#### [Problem to work on]
Give back the full data, unchanged and complete.

Data provided below:

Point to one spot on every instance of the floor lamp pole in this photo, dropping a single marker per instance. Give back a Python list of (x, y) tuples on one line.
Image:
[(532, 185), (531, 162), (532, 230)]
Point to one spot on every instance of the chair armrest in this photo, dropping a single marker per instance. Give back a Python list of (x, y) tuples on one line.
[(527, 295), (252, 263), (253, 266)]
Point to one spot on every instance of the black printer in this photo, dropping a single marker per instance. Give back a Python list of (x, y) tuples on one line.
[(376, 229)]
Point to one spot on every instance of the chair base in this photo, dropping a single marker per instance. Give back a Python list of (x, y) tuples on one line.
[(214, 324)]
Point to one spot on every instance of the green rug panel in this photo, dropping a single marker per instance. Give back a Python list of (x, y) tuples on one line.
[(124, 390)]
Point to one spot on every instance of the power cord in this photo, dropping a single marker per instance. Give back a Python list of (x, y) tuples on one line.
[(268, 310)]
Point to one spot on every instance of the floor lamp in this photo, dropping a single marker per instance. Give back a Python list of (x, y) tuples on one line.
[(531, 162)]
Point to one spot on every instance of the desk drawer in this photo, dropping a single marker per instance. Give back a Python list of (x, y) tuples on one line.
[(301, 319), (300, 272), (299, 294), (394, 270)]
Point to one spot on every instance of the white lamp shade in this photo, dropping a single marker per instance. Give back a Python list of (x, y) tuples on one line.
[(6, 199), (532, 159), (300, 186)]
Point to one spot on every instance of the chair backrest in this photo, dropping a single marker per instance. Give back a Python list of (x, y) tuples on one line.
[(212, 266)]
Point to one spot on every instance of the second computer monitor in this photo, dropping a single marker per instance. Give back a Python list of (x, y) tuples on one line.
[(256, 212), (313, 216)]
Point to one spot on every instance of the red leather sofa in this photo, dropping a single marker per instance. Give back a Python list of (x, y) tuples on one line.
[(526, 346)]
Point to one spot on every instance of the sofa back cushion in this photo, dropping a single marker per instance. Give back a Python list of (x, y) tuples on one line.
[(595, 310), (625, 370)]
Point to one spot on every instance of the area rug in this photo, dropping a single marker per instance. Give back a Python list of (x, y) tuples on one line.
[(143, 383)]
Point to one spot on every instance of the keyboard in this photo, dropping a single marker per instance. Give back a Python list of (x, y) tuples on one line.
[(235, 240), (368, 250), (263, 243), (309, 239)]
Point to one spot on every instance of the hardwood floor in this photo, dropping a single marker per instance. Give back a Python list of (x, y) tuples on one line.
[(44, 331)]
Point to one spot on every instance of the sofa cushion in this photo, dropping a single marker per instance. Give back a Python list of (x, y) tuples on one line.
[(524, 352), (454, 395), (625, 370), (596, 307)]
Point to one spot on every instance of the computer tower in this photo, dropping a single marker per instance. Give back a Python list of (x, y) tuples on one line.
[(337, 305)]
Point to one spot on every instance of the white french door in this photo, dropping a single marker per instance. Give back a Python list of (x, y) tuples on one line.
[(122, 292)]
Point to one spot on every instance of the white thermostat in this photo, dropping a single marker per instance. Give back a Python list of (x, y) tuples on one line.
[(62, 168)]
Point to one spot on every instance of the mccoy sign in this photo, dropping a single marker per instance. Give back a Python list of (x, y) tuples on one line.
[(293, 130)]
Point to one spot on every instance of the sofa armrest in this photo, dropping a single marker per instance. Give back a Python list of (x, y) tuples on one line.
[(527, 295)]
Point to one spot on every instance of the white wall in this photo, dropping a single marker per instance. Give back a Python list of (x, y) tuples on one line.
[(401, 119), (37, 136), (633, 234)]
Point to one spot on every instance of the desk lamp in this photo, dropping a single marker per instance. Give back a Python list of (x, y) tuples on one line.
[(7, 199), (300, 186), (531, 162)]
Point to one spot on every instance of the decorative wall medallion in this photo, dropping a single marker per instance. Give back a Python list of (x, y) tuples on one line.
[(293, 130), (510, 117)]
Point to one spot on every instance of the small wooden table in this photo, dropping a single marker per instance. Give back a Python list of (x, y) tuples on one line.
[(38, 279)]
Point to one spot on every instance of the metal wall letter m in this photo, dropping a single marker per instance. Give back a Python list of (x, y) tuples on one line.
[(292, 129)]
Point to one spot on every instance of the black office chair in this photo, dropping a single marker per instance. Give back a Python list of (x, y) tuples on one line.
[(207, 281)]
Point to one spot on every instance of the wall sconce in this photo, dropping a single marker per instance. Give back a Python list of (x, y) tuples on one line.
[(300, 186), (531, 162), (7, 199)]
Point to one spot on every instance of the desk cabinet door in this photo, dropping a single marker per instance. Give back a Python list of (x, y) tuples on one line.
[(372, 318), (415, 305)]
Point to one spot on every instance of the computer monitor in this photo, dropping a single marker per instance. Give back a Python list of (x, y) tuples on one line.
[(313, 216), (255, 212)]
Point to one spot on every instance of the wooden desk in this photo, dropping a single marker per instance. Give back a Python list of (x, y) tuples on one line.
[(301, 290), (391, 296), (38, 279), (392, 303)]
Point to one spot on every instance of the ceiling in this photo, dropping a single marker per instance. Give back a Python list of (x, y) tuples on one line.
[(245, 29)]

End of Data provided.

#### [The completed task]
Point to one spot on every instance of the floor lamp pole in this photo, dropping a single marker per instance. Give back a Python list of (x, y) tuples on one line.
Image:
[(532, 185), (531, 162), (532, 230)]
Point to one spot on every instance of the chair armrest in this photo, dropping a single marker per instance. Give back a Python list of (x, y) tuples on one line.
[(527, 295), (252, 263), (253, 266)]
Point to one spot on every instance of the black printer in this photo, dropping a single marker per instance. Give back a Python list of (x, y) tuples on one line.
[(376, 229)]
Point to one spot on every instance of the chair base in this photo, dropping a single marker per instance. Give back a Python list of (x, y) tuples on one line.
[(214, 324)]
Point to one spot on every instance of the green rug panel in this photo, dropping a single marker per instance. Give back a Python list of (x, y) tuples on one line.
[(124, 390)]
Point to one spot on every instance of the power cord in this photo, dropping a single marker per instance. Give back a Python list of (x, y) tuples on one line.
[(268, 310)]
Point to one spot on every instance of the floor lamp in this photo, dropping a single marker per instance. Give back a Python list of (x, y) tuples on one line.
[(531, 162)]
Point to one spot on every instance of the desk drawer in this photo, dropping a single marker per instance. Give back a Python list of (x, y) tuples on one line.
[(301, 319), (300, 272), (299, 294), (394, 270)]
Point to one spot on every instance of the white lamp shade in this photo, dropping a single marker per instance. Give back a Python list of (x, y) tuples on one line.
[(6, 199), (532, 159), (300, 186)]
Point to one spot on every instance of the chair backrest in this photo, dropping a single marker per instance. Give back a Python list of (x, y) tuples on one line.
[(212, 266)]
Point to one spot on every instance of the second computer monitor in this photo, dropping a single marker per instance. Give back a Python list of (x, y) tuples on one line.
[(256, 212), (313, 216)]
Point to one spot on every instance of the red leather sofa in this photo, dropping a single marker per instance. Give back a Python list of (x, y) tuples on one line.
[(526, 346)]
Point to one spot on every instance of the sofa back cushion in this photo, dropping a single marker per instance. Give back a Python list of (x, y) tuples on one line.
[(595, 310), (625, 370)]
Point to one spot on every instance of the area rug in this photo, dropping a single marker per instance. Give back a Python list of (x, y) tuples on one line.
[(143, 383)]
Point to one spot on every instance of the keyboard in this photo, dropping a single marker per instance. Give back a Python list of (x, y) tuples on one line.
[(235, 240), (368, 250), (263, 243), (309, 239)]
Point to one spot on every instance of the hardwood floor in this photo, dropping a single marker per instance. Give back a Python list of (x, y) tuples on one line.
[(44, 331)]
Point to one spot on every instance of the sofa cushion in this photo, dropping a single marker per instance. Give back a Python list of (x, y) tuples on one line.
[(524, 352), (454, 395), (625, 370), (596, 307)]
Point to one spot on every instance of the computer tower in this photo, dropping a single marker per instance. Give back a Python list of (x, y) tuples on one line.
[(337, 305)]
Point to one spot on every instance of the white french door in this photo, dropping a single marker per instance. Give back a Python list of (x, y) tuples on one line.
[(122, 292)]
Point to one spot on every instance of the white thermostat in this photo, dropping a single marker per instance. Give back a Python list of (x, y) tuples on one line.
[(62, 168)]
Point to one spot on every instance of the mccoy sign in this photo, dropping a single marker per instance. Give back a Python list of (x, y) tuples on one line.
[(293, 130)]
Point to one spot on every instance of the sofa armrest in this photo, dropping a single marker per instance. Give back a Python list of (x, y) tuples on one line.
[(527, 295)]
Point to one spot on every instance of the white wall in this photo, dropping a single marker per instance. Give back a Python list of (x, y) tuples on one line.
[(401, 119), (37, 136), (633, 234)]
Point to one spot on every instance of the desk lamp in this photo, dropping a single marker per instance. Give back a Python list of (x, y) tuples on one line.
[(7, 199), (300, 186), (531, 162)]
Point to one spot on every instance of the decorative wall medallion in this photo, dropping a single marker per instance. Give back a Python list of (x, y) tuples on one line.
[(293, 130), (510, 117)]
Point to one spot on every instance of the small wooden table in this photo, dropping a single marker per instance. Give back a Python list of (x, y) tuples on one line.
[(38, 279)]
Point to one spot on every instance of the metal wall letter m in this photo, dropping a single marker per instance. Give back a Python list of (x, y) tuples on one line.
[(292, 129)]
Point to one spot on every instance of the black office chair in this photo, dropping a single marker per instance. Give back a Python list of (x, y) tuples on one line.
[(207, 281)]
Point to one spot on every instance of the wall sconce in this photo, dropping a single marker per instance. Give back a Python list of (x, y) tuples on one line.
[(300, 186), (531, 162), (7, 199)]
Point to one spot on every instance of the desk cabinet door in this photo, dropping a single marker per instance. Give back a Python list of (x, y) tuples on one line.
[(372, 318), (415, 305)]
Point to one spot on every instance of the computer monitor in this photo, dropping a single marker per instance. Give back a Python list of (x, y) tuples on one line.
[(313, 216), (255, 212)]
Point to one spot on every instance of the wooden desk in this photo, dropping a single marker per instance. Give back a Python list of (x, y) tuples on one line.
[(301, 290), (391, 296), (38, 279), (392, 303)]
Point to one spot on every instance of the ceiling in this photo, dropping a single marker per instance. Give back a Python list of (x, y) tuples on one line.
[(245, 29)]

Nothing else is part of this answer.